## Exercise instructions:
Write out every one of the entries below word for word, but leave the pictures out of your answer.
▬▬▬▬▬▬▬▬▬▬
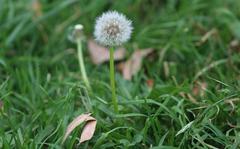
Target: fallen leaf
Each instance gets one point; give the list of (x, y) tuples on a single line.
[(88, 129), (100, 54), (134, 64)]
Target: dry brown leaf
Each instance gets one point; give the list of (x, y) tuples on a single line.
[(134, 64), (88, 129), (100, 54)]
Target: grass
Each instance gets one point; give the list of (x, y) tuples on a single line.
[(41, 88)]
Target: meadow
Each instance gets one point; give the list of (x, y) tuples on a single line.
[(186, 93)]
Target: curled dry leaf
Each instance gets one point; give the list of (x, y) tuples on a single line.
[(134, 64), (88, 129), (100, 54)]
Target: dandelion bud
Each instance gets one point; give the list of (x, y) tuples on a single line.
[(112, 29)]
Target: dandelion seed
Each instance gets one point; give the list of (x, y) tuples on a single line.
[(112, 29)]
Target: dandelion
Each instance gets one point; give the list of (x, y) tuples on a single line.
[(77, 37), (112, 29)]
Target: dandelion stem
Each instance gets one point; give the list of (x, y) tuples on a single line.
[(112, 80), (81, 63)]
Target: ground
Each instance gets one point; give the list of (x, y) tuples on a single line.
[(186, 95)]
▬▬▬▬▬▬▬▬▬▬
## Exercise answer:
Target: fallen leaf
Each instance gets one point; give the list of (x, y) tuples on a single line.
[(88, 129), (100, 54), (134, 64)]
Target: dry brown leaf
Each instance gets one point; give the list of (x, y) tuples on a single line.
[(134, 64), (88, 129), (100, 54)]
Target: grass
Each instance gets one point; give the list of (x, y) tuples on a single line.
[(41, 88)]
Target: meadow
Each instance gets one point; give the list of (x, y) tuples on a single line.
[(186, 93)]
Target: curled dry leaf
Each instance gets one point; give the list of (x, y) tuples on a single line.
[(134, 64), (88, 129), (100, 54)]
Target: dandelion bud
Each instance gets one point; give the list of (x, y) tuples on a single line.
[(112, 29)]
Target: dandelion seed
Each instance gets one point; give the list of (x, y) tuples on a single line.
[(112, 29)]
Target: dandelion
Each instance gets one point; give the list of (x, y) tuples on a single line.
[(77, 37), (112, 29)]
Target: dandelion stem
Each instance gets one point; give the list of (x, y) tuples on a single line.
[(112, 80), (81, 63)]
Target: ground
Each instance gets one point; give the list of (x, y) tuples on a single line.
[(186, 95)]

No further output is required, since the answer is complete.